Format all of the material below as a JSON list of strings, with one string for each line. Leave out blank lines and the pictures.
## begin Dataset
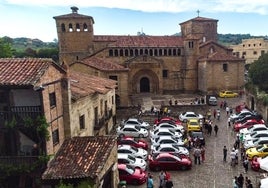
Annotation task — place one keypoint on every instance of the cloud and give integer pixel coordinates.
(172, 6)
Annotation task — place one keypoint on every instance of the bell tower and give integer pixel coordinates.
(75, 36)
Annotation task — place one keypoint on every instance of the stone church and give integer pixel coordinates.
(192, 62)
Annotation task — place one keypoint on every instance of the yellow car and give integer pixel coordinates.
(193, 125)
(259, 151)
(227, 94)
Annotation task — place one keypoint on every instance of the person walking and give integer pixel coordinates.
(216, 128)
(224, 153)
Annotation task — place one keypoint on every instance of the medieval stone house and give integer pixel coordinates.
(191, 62)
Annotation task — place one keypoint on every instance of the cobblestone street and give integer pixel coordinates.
(213, 173)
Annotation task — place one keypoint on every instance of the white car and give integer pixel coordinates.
(135, 121)
(132, 161)
(164, 132)
(170, 148)
(136, 152)
(172, 127)
(190, 115)
(255, 135)
(166, 140)
(132, 130)
(256, 127)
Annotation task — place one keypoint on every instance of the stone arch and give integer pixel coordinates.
(145, 81)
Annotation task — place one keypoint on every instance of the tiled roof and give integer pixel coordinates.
(84, 84)
(80, 157)
(22, 71)
(140, 41)
(103, 64)
(220, 57)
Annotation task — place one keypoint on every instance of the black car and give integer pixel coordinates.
(247, 117)
(200, 135)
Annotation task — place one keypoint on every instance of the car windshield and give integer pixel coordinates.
(130, 169)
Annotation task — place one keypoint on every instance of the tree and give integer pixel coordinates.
(258, 72)
(5, 49)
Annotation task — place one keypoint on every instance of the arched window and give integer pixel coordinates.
(85, 27)
(77, 27)
(70, 28)
(63, 27)
(111, 53)
(126, 52)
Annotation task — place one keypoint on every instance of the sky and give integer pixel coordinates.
(34, 18)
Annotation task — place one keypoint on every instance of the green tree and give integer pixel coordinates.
(258, 72)
(5, 49)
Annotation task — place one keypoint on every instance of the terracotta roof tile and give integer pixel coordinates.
(22, 71)
(103, 64)
(80, 157)
(83, 84)
(220, 57)
(141, 41)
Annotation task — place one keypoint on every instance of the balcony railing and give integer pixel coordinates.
(19, 113)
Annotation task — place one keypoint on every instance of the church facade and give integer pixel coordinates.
(192, 62)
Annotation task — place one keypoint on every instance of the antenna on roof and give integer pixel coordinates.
(198, 11)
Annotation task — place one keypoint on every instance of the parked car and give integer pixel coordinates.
(193, 125)
(167, 161)
(253, 128)
(138, 143)
(249, 123)
(164, 132)
(212, 101)
(259, 151)
(255, 163)
(169, 148)
(132, 130)
(227, 94)
(185, 116)
(131, 175)
(169, 120)
(136, 121)
(131, 150)
(166, 140)
(172, 127)
(131, 160)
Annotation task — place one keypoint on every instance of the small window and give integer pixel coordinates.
(225, 67)
(55, 137)
(82, 122)
(52, 99)
(165, 73)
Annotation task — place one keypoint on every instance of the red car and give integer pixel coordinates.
(247, 124)
(168, 161)
(168, 120)
(131, 175)
(255, 163)
(138, 143)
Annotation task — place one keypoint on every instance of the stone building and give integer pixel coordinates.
(151, 64)
(250, 49)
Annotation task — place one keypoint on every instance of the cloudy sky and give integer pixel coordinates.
(34, 18)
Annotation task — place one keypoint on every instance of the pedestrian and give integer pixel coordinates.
(150, 181)
(216, 128)
(203, 151)
(162, 177)
(197, 153)
(245, 164)
(224, 153)
(240, 181)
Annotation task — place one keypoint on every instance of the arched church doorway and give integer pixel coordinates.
(144, 85)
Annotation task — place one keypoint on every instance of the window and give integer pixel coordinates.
(55, 137)
(225, 67)
(82, 122)
(165, 73)
(52, 99)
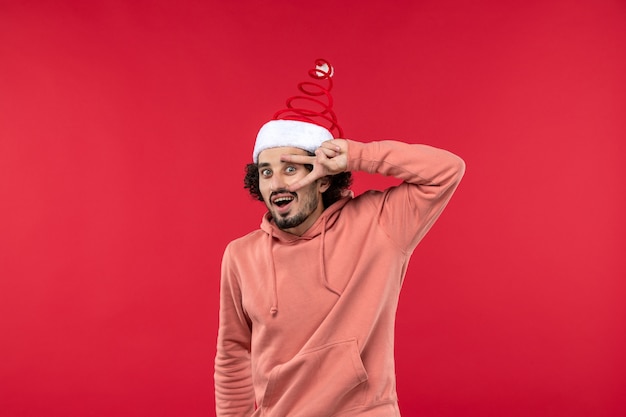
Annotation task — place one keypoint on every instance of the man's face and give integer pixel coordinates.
(296, 211)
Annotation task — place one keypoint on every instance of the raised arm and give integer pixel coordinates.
(430, 177)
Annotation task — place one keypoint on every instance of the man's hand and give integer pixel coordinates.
(330, 158)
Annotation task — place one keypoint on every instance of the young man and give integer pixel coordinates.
(308, 302)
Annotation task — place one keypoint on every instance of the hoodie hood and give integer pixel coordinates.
(326, 220)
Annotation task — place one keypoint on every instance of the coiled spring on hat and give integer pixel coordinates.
(308, 107)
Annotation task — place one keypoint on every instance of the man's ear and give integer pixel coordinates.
(324, 184)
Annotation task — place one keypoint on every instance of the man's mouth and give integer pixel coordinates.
(283, 200)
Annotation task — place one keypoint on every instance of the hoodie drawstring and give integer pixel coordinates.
(322, 260)
(274, 307)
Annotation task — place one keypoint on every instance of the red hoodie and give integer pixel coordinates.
(307, 322)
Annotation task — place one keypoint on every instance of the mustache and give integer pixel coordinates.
(283, 191)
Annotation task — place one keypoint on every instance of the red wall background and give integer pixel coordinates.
(124, 129)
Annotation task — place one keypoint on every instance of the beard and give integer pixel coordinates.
(309, 205)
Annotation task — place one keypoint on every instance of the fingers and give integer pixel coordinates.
(298, 159)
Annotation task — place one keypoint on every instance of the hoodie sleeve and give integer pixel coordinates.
(234, 392)
(429, 176)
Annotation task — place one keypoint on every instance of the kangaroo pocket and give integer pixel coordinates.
(316, 383)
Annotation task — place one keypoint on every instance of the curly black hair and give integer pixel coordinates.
(339, 183)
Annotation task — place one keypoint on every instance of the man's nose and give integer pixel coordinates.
(277, 182)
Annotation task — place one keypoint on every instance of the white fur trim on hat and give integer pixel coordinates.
(292, 133)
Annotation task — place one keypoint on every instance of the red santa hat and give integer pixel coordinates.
## end Dataset
■ Output of the exercise
[
  "Annotation task — place one keypoint on every instance of the cloud and give integer pixel coordinates.",
  "(172, 6)",
  "Annotation task — place one keypoint on every instance of the bell tower and give integer pixel coordinates.",
  "(75, 36)",
  "Annotation task — place one keypoint on every instance of the stone church and give integer pixel coordinates.",
  "(192, 62)",
  "Annotation task — place one keypoint on every instance of the yellow car and give integer pixel coordinates.",
  "(193, 125)",
  "(259, 151)",
  "(227, 94)",
  "Annotation task — place one keypoint on every instance of the person walking and give integer pixel coordinates.",
  "(216, 128)",
  "(224, 153)",
  "Annotation task — place one keypoint on every instance of the medieval stone house and give integer pixel coordinates.",
  "(191, 62)",
  "Annotation task — place one keypoint on every instance of the cobblestone street and give integer pixel coordinates.",
  "(213, 173)",
  "Annotation task — place one keypoint on every instance of the white car and give integer pixel coordinates.",
  "(135, 121)",
  "(132, 161)",
  "(164, 132)",
  "(170, 148)",
  "(136, 152)",
  "(172, 127)",
  "(190, 115)",
  "(255, 135)",
  "(166, 140)",
  "(132, 130)",
  "(256, 127)",
  "Annotation task — place one keypoint on every instance of the stone arch and give integer pixel coordinates.",
  "(145, 81)",
  "Annotation task — place one keypoint on every instance of the tiled roof and give integer pixel coordinates.",
  "(84, 84)",
  "(80, 157)",
  "(22, 71)",
  "(140, 41)",
  "(103, 64)",
  "(220, 57)",
  "Annotation task — place one keypoint on every instance of the black car and give integer pixel coordinates.",
  "(247, 117)",
  "(200, 135)",
  "Annotation task — place one keypoint on every instance of the car windshield and give integer pixel coordinates.",
  "(130, 169)",
  "Annotation task — place one keypoint on every instance of the tree and give integer pixel coordinates.",
  "(258, 72)",
  "(5, 49)",
  "Annotation task — place one keypoint on every instance of the arched window and give integer pixel coordinates.",
  "(85, 27)",
  "(77, 27)",
  "(70, 28)",
  "(63, 27)",
  "(111, 53)",
  "(126, 52)",
  "Annotation task — place one keypoint on every instance of the sky and give integer pixel coordinates.",
  "(34, 18)",
  "Annotation task — place one keypoint on every instance of the green tree and give integer pixel coordinates.",
  "(258, 72)",
  "(5, 49)",
  "Annotation task — place one keypoint on every instance of the terracotta roof tile and give integer pixel coordinates.",
  "(22, 71)",
  "(103, 64)",
  "(80, 157)",
  "(83, 84)",
  "(220, 57)",
  "(141, 41)",
  "Annotation task — place one keypoint on every instance of the balcony railing and give integer pixel coordinates.",
  "(19, 113)",
  "Annotation task — place one keypoint on every instance of the church facade and give integer pixel coordinates.",
  "(192, 62)",
  "Annotation task — place one keypoint on every instance of the antenna on roof and give integer pixel coordinates.",
  "(198, 11)",
  "Annotation task — place one keypoint on every instance of the parked car and give integer pixel coordinates.",
  "(193, 125)",
  "(167, 161)",
  "(253, 128)",
  "(138, 143)",
  "(249, 123)",
  "(164, 132)",
  "(212, 101)",
  "(259, 151)",
  "(255, 163)",
  "(169, 148)",
  "(132, 130)",
  "(227, 94)",
  "(185, 116)",
  "(131, 175)",
  "(169, 120)",
  "(136, 121)",
  "(131, 150)",
  "(166, 140)",
  "(172, 127)",
  "(131, 160)",
  "Annotation task — place one keypoint on every instance of the small window and give integer pixel coordinates.",
  "(225, 67)",
  "(55, 137)",
  "(82, 122)",
  "(52, 99)",
  "(165, 73)",
  "Annotation task — place one keypoint on every instance of the red car and give integer pixel coordinates.",
  "(247, 124)",
  "(168, 161)",
  "(168, 120)",
  "(131, 175)",
  "(255, 163)",
  "(138, 143)",
  "Annotation task — place one keypoint on every instance of the stone building and give integer pixel coordinates.",
  "(151, 64)",
  "(250, 49)",
  "Annotation task — place one keypoint on every instance of the cloudy sky and give integer pixel coordinates.",
  "(34, 18)",
  "Annotation task — place one keypoint on every instance of the pedestrian and give integer pixel coordinates.",
  "(150, 181)",
  "(216, 128)",
  "(203, 151)",
  "(162, 177)",
  "(197, 153)",
  "(245, 164)",
  "(224, 153)",
  "(240, 181)",
  "Annotation task — place one keypoint on every instance of the arched church doorway and give integer pixel coordinates.",
  "(144, 85)",
  "Annotation task — place one keypoint on every instance of the window and give integer pixel coordinates.",
  "(55, 137)",
  "(225, 67)",
  "(82, 122)",
  "(165, 73)",
  "(52, 99)",
  "Annotation task — place one keypoint on every instance of the man's face and give integer pixel coordinates.",
  "(296, 211)",
  "Annotation task — place one keypoint on every instance of the raised arm and give integer pixel coordinates.",
  "(430, 177)",
  "Annotation task — place one keypoint on every instance of the man's hand and give integer pixel coordinates.",
  "(330, 158)",
  "Annotation task — place one keypoint on every instance of the young man and give integer pixel coordinates.",
  "(308, 302)",
  "Annotation task — place one keypoint on every instance of the hoodie hood and give integer pixel coordinates.",
  "(326, 220)",
  "Annotation task — place one keypoint on every instance of the coiled spring on hat and give integer pixel coordinates.",
  "(308, 107)",
  "Annotation task — place one keypoint on every instance of the man's ear and give integer pixel coordinates.",
  "(324, 184)",
  "Annotation task — place one keypoint on every instance of the man's mouth and give integer pixel coordinates.",
  "(283, 200)",
  "Annotation task — place one keypoint on every instance of the hoodie drawstring and give integer pixel coordinates.",
  "(322, 260)",
  "(274, 307)",
  "Annotation task — place one keypoint on every instance of the red hoodie and give integer pixel coordinates.",
  "(307, 322)",
  "Annotation task — place one keypoint on every instance of the mustache and give integer pixel coordinates.",
  "(283, 191)",
  "Annotation task — place one keypoint on every instance of the red wall background and give integer pixel coordinates.",
  "(124, 129)",
  "Annotation task — place one keypoint on every instance of the beard and give integer pixel coordinates.",
  "(309, 205)",
  "Annotation task — place one keypoint on every instance of the fingers and give integer pixel coordinates.",
  "(298, 159)",
  "Annotation task — place one keypoint on every instance of the hoodie sleeve and give integer pixel coordinates.",
  "(234, 392)",
  "(429, 176)",
  "Annotation task — place one keypoint on every instance of the kangaroo pocket and give integer pixel coordinates.",
  "(316, 383)",
  "Annotation task — place one keypoint on every instance of the curly black hair and give integer pixel coordinates.",
  "(339, 183)",
  "Annotation task — place one keypoint on every instance of the man's nose and give integer pixel coordinates.",
  "(277, 182)",
  "Annotation task — place one keypoint on every instance of the white fur trim on hat and give integer pixel coordinates.",
  "(292, 133)",
  "Annotation task — place one keypoint on every instance of the red santa hat and give integer pixel coordinates."
]